Source data section start

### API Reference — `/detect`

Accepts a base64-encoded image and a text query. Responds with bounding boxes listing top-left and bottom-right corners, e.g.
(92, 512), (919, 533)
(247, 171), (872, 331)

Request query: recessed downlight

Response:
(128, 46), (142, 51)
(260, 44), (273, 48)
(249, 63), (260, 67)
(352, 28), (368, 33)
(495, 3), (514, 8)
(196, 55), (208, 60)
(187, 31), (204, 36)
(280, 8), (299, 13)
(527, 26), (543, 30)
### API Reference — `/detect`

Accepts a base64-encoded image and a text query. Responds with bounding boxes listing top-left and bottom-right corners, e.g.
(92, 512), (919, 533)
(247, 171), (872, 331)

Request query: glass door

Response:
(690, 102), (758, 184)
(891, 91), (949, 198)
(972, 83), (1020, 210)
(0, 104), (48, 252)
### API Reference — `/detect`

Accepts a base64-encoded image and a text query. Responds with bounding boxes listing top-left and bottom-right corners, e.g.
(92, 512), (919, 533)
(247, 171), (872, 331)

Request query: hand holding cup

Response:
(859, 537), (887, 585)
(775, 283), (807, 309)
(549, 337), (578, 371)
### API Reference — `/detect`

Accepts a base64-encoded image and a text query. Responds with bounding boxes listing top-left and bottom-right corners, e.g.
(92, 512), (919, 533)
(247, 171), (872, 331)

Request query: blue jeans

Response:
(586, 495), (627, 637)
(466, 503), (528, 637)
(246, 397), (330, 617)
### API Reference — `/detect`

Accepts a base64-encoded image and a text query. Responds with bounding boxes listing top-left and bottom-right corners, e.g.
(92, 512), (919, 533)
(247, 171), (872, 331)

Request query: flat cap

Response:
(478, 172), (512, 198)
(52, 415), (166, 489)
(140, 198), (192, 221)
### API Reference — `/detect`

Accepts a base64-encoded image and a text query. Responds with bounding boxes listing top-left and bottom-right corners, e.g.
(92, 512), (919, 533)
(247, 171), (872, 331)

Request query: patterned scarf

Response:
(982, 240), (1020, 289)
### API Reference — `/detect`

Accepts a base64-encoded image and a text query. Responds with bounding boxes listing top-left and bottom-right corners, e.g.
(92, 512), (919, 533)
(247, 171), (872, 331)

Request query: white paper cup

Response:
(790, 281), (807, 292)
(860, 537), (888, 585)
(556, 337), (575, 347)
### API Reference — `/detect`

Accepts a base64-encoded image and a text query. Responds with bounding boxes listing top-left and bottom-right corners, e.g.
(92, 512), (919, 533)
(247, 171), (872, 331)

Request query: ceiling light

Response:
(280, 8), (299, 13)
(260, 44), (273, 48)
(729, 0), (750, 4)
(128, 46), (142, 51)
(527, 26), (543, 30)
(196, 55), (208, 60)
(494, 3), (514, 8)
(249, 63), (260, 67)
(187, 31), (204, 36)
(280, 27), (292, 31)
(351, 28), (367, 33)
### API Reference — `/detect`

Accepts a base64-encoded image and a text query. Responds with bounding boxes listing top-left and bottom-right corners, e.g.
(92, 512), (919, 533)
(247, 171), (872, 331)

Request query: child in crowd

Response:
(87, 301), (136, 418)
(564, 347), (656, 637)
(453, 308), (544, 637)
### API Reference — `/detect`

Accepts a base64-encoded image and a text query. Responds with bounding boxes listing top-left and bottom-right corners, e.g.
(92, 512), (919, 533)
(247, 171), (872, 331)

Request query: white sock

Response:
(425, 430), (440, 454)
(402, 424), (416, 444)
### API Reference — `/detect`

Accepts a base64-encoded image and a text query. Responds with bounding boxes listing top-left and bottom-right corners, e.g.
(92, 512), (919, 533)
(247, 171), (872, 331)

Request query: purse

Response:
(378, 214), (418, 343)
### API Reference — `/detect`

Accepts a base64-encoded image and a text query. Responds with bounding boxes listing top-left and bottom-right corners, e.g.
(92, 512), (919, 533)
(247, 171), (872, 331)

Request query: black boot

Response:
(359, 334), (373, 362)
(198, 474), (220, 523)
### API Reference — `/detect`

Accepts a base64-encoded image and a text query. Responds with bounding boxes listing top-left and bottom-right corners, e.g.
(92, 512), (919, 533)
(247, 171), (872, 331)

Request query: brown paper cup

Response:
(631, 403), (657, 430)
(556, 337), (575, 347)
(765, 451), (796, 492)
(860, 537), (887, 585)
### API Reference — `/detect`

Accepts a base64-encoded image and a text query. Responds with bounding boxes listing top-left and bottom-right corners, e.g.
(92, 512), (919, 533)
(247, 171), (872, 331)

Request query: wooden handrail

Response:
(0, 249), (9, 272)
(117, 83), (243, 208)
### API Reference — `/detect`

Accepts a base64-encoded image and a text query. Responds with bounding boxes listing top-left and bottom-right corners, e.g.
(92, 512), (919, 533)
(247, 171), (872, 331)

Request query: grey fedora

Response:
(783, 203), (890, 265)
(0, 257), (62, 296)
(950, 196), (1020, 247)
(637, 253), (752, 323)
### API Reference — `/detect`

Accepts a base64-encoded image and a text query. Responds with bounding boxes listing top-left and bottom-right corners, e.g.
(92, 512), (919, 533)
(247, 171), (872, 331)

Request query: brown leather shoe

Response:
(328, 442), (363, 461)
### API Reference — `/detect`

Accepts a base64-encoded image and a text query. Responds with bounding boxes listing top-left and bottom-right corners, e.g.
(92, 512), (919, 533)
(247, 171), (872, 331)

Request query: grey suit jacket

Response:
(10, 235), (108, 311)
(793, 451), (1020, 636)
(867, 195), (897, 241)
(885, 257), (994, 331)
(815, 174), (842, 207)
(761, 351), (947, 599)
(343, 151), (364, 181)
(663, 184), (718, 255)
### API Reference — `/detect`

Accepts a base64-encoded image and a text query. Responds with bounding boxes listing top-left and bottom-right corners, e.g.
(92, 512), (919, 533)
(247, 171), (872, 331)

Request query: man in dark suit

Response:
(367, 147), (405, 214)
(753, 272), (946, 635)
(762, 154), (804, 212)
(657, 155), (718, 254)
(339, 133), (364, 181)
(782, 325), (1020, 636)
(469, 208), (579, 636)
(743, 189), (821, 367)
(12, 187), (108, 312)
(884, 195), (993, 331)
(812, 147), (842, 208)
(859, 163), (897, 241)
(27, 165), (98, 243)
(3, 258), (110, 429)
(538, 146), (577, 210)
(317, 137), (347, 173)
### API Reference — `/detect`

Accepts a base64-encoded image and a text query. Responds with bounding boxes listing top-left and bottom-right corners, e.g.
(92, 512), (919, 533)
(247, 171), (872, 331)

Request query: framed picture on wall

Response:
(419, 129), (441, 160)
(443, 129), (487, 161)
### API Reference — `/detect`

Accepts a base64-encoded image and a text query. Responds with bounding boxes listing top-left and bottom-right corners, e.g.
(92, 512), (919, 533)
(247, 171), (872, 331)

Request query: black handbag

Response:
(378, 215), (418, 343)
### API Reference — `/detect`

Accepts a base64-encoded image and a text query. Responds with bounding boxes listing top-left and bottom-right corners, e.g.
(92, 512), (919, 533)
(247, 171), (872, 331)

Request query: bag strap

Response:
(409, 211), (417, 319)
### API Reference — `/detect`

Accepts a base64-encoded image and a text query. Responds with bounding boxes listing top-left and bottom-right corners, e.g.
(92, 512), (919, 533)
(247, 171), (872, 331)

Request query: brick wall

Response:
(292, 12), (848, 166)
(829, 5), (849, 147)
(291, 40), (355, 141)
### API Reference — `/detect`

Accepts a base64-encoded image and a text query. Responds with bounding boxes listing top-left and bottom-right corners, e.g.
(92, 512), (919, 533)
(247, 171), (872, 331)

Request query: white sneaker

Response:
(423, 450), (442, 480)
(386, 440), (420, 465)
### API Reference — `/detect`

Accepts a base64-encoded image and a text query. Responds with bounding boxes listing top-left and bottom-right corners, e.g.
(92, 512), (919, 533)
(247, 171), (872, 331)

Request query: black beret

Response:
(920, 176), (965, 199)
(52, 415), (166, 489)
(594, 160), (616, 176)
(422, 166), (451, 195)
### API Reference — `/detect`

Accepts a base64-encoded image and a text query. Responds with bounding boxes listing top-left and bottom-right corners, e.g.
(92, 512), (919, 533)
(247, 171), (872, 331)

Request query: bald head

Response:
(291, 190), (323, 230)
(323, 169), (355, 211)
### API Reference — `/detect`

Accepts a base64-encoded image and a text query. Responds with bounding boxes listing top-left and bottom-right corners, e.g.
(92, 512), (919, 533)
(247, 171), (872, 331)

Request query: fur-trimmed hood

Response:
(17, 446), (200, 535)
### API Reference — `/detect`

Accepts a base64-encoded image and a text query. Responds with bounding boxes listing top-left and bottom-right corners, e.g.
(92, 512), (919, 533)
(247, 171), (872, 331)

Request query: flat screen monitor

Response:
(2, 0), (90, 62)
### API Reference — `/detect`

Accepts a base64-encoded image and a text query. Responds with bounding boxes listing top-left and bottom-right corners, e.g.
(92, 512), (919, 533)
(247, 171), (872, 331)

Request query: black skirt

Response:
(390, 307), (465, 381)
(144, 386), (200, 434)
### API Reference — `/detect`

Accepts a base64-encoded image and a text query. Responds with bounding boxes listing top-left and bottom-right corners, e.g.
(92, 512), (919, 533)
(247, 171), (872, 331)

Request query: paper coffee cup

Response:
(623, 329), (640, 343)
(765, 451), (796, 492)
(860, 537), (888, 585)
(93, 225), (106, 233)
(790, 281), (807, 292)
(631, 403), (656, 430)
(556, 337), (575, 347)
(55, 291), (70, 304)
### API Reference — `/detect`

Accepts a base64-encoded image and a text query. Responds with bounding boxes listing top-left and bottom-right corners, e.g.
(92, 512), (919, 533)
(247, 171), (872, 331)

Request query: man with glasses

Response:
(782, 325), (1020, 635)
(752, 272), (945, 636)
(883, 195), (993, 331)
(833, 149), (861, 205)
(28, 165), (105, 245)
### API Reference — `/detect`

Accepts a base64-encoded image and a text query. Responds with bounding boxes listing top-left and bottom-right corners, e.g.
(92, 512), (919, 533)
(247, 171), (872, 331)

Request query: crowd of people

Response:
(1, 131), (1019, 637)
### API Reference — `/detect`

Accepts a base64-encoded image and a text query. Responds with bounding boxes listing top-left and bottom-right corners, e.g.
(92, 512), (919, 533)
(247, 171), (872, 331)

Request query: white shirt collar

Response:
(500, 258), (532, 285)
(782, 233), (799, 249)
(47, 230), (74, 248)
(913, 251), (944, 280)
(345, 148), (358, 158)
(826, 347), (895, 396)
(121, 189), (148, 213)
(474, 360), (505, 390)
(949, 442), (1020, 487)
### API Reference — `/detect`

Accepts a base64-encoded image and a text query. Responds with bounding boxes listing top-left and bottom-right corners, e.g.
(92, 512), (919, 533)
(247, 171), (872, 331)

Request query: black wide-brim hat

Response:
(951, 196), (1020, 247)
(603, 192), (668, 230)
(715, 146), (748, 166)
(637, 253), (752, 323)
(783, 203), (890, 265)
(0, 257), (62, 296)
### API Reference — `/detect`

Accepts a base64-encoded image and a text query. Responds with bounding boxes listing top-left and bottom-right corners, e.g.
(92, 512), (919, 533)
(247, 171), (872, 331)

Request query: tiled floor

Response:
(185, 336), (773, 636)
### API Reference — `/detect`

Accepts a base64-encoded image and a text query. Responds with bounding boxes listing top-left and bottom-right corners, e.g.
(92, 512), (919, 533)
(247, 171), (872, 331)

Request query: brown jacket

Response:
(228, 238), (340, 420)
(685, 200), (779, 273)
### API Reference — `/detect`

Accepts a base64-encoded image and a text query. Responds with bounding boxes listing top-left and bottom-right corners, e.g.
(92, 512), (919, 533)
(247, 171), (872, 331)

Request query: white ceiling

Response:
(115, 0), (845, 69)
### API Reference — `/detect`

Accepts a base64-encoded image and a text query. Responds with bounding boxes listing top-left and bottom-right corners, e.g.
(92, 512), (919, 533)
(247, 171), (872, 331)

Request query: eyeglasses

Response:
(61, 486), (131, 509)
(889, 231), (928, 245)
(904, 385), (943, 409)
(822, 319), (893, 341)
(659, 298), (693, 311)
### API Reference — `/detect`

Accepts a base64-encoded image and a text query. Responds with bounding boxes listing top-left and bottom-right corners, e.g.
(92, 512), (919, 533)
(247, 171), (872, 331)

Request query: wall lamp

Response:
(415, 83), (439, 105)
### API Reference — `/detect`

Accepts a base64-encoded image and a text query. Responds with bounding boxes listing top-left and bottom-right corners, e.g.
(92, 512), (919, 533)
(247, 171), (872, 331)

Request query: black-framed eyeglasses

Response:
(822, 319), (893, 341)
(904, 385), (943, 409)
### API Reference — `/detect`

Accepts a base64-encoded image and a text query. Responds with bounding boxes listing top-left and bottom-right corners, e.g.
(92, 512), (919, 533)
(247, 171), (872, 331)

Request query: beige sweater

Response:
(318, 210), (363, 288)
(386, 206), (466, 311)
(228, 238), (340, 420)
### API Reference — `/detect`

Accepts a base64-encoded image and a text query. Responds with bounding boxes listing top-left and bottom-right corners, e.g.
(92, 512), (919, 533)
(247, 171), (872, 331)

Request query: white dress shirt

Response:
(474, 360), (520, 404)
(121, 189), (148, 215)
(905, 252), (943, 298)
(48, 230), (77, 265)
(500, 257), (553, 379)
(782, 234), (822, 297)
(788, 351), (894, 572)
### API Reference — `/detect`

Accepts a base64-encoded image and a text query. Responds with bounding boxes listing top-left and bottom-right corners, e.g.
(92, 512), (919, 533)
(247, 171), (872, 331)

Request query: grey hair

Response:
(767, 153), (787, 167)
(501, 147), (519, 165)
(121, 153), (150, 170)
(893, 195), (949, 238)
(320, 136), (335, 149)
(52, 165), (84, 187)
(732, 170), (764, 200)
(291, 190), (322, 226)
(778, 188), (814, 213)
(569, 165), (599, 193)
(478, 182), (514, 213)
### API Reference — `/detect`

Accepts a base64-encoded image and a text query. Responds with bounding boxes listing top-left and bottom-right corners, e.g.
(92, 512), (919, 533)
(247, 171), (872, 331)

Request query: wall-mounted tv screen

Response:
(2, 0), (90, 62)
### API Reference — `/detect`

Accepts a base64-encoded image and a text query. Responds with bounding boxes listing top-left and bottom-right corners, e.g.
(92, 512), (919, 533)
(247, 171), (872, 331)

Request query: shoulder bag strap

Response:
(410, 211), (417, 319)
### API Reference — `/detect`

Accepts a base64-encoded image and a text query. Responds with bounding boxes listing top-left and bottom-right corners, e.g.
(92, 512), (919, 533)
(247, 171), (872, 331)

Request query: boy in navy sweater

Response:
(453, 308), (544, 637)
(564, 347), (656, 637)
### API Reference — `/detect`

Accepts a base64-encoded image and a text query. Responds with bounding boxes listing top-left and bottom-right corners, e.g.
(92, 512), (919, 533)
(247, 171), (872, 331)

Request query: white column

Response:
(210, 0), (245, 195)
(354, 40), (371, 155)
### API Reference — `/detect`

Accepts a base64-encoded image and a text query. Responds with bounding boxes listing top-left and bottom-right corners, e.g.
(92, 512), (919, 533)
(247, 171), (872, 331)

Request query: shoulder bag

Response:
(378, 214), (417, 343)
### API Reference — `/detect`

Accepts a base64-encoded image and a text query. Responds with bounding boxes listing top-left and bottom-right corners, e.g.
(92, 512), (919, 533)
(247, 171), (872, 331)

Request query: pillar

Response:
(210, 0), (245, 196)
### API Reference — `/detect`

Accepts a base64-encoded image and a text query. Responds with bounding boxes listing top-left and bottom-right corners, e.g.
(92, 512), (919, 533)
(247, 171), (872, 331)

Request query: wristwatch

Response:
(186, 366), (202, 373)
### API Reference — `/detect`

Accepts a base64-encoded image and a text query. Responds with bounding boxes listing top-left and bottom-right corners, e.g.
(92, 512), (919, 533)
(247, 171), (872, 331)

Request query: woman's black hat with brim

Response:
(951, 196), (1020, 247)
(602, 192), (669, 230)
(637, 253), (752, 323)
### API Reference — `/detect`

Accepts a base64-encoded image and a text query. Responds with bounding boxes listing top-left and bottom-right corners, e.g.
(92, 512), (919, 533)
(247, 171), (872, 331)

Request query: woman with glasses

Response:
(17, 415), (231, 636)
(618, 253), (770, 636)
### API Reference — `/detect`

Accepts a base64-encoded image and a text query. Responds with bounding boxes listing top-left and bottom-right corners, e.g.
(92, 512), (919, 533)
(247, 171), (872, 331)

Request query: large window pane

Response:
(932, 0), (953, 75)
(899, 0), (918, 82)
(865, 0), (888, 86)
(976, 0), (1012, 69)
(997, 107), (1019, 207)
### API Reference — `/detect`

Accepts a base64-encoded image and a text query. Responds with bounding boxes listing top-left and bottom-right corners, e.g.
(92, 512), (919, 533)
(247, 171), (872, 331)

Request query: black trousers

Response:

Source data section end

Filter the entries down to the lines that include the string "shirt".

Request query: white shirt collar
Request query: white dress shirt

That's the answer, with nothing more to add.